### [YOUR OBJECTIVE]
Filter the records below and copy every line containing the word "camouflage".

### [GIVEN ENTRIES]
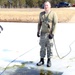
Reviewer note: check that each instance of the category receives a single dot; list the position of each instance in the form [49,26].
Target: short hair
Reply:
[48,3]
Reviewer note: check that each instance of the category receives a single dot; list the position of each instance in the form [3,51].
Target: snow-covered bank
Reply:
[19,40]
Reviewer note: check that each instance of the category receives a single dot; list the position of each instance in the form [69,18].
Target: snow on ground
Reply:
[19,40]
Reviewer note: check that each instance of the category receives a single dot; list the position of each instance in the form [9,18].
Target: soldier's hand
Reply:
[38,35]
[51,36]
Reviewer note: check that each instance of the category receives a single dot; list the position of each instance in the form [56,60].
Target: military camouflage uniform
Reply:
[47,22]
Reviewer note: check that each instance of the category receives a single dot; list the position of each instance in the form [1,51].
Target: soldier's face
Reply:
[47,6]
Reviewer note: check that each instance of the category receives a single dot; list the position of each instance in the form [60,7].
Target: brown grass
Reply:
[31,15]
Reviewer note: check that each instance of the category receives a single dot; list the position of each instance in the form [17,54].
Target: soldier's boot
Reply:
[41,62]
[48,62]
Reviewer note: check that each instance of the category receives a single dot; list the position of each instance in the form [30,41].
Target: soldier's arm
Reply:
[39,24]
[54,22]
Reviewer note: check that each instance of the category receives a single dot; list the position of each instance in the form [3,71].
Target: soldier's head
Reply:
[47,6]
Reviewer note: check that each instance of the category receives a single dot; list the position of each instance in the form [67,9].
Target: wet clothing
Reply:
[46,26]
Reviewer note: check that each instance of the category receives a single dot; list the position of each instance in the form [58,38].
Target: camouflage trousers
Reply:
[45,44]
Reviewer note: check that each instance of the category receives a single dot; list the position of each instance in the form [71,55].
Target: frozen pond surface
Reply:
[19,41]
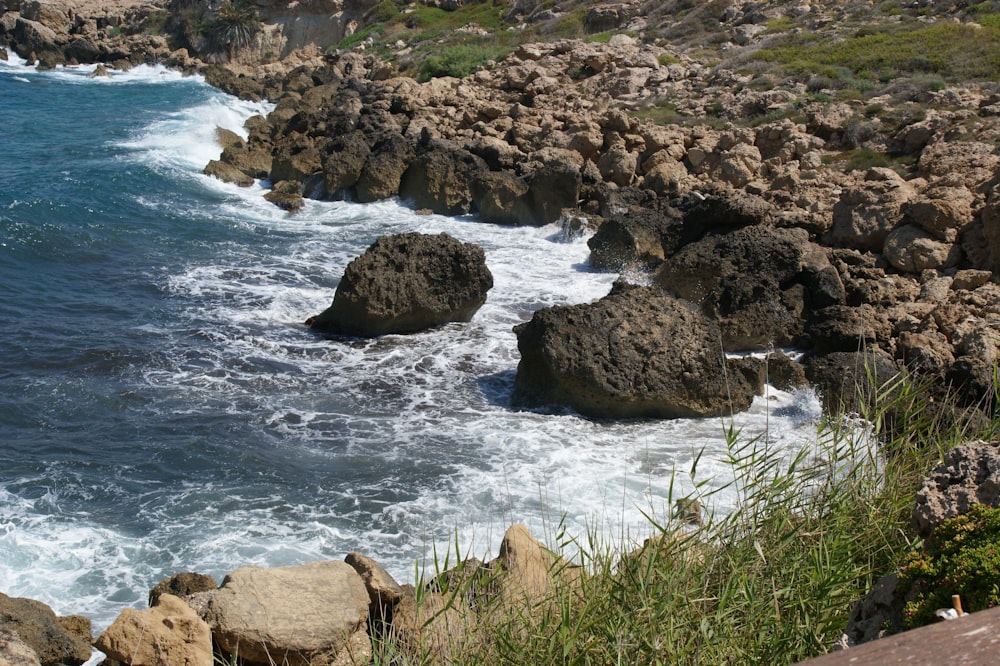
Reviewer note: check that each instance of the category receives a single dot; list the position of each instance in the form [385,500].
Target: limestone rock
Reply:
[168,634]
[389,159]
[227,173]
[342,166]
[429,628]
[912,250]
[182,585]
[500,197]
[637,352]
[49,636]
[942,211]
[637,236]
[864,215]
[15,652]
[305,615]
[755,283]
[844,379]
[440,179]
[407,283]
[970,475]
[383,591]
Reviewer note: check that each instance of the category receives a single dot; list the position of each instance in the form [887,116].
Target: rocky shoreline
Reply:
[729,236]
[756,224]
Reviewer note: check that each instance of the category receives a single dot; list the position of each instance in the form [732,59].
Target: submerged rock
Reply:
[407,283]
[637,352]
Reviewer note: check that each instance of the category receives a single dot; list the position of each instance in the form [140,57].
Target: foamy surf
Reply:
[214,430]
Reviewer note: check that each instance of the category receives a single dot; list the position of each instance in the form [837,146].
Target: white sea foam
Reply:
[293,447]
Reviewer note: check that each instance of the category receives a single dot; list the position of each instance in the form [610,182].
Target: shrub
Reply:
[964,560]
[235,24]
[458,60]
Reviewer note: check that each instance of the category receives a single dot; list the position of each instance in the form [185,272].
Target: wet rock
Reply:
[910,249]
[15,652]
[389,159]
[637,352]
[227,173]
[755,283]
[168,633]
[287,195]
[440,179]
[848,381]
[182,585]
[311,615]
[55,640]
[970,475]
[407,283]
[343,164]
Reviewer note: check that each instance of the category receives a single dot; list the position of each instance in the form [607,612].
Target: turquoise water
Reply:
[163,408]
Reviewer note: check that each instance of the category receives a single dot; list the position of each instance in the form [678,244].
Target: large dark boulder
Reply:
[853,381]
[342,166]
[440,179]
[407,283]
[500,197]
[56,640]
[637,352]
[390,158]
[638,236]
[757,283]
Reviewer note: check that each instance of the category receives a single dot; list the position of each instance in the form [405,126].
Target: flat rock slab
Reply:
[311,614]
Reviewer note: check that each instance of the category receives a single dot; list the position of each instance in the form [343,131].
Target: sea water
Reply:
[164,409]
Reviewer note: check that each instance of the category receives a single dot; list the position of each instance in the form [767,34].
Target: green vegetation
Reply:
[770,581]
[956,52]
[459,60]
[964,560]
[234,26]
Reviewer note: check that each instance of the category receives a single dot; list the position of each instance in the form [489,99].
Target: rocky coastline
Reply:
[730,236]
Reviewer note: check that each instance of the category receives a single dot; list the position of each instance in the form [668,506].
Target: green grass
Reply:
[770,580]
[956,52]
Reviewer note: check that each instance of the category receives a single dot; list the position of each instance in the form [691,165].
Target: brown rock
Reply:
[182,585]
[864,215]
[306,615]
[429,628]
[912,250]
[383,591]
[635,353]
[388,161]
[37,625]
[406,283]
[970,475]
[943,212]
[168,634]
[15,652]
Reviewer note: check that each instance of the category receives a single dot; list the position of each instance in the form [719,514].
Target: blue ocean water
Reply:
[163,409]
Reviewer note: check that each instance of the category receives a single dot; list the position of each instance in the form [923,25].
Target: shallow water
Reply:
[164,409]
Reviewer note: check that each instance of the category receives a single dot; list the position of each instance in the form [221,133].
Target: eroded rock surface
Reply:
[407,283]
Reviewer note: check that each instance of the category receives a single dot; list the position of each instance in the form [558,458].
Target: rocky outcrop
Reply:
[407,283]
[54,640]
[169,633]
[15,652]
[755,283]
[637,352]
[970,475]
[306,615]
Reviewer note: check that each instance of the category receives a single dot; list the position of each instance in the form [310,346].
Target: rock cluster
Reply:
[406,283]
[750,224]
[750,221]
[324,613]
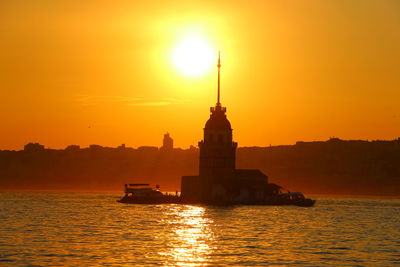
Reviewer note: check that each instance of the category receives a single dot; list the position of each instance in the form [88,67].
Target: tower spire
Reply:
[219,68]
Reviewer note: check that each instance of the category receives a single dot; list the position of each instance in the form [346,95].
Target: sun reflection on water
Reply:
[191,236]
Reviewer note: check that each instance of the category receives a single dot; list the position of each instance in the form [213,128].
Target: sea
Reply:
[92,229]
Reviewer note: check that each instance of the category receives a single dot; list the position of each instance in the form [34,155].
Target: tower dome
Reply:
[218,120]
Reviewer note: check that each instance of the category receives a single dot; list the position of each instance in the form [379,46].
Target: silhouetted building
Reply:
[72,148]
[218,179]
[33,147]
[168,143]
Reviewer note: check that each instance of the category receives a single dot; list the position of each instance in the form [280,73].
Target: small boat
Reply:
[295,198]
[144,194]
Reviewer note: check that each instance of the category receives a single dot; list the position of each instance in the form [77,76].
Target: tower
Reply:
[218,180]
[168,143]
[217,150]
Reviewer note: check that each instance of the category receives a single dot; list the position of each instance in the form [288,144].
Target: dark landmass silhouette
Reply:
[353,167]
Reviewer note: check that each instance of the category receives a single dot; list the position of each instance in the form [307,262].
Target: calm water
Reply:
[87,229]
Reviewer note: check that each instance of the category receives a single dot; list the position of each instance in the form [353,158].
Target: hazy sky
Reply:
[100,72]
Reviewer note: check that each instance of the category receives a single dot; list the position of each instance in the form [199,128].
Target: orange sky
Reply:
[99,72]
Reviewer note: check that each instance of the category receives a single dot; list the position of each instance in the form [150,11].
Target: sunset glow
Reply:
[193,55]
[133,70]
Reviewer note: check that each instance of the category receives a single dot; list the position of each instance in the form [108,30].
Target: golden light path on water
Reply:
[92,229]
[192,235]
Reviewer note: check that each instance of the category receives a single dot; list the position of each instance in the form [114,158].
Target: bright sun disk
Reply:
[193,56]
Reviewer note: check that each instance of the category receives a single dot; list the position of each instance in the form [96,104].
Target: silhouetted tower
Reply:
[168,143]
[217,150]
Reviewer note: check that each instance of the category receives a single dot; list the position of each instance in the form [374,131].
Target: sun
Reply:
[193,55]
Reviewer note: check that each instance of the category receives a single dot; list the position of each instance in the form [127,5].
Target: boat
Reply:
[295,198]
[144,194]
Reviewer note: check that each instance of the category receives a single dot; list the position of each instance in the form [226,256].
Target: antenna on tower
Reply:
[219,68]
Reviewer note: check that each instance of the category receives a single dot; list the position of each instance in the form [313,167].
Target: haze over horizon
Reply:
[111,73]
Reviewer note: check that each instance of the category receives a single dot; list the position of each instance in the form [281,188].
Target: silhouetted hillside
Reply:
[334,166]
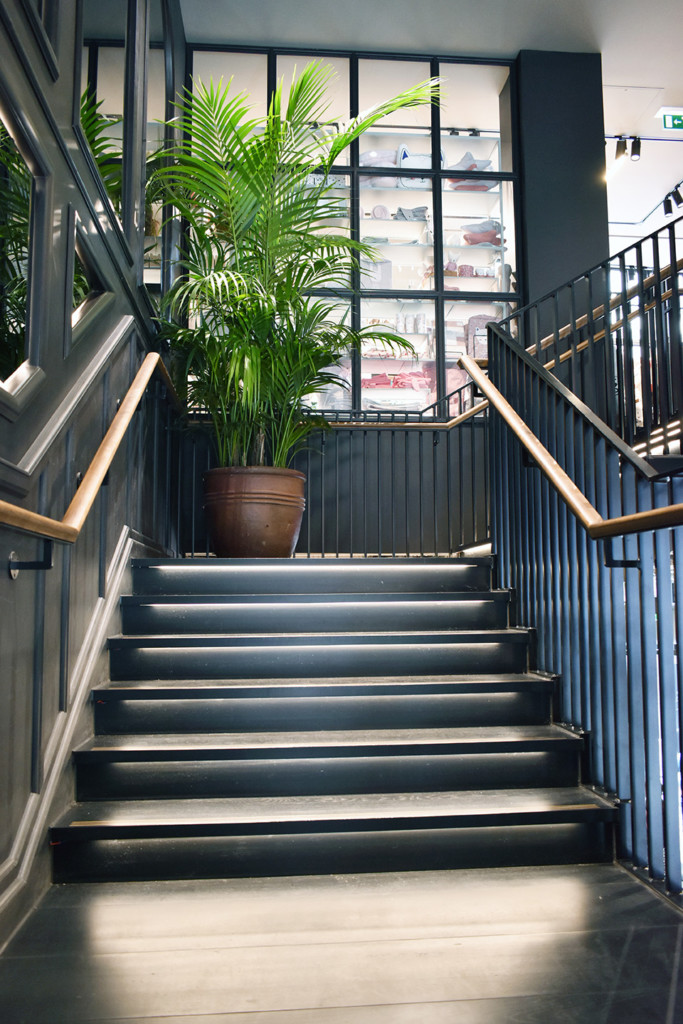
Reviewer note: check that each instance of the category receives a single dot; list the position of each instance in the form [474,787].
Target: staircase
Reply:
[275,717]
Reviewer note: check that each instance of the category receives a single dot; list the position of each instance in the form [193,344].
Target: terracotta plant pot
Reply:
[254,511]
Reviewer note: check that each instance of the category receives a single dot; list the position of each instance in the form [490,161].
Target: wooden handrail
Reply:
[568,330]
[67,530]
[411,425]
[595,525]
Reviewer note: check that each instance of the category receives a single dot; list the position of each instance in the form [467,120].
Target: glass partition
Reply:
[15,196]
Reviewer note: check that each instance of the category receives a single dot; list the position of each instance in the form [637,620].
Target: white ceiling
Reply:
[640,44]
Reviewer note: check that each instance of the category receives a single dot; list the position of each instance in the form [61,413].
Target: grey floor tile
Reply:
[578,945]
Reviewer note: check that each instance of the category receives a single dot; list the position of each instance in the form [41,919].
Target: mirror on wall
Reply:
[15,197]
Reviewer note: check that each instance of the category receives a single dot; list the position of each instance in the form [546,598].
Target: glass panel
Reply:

### [EXPECTED OUTPUT]
Target: military camouflage uniform
Target: camouflage trousers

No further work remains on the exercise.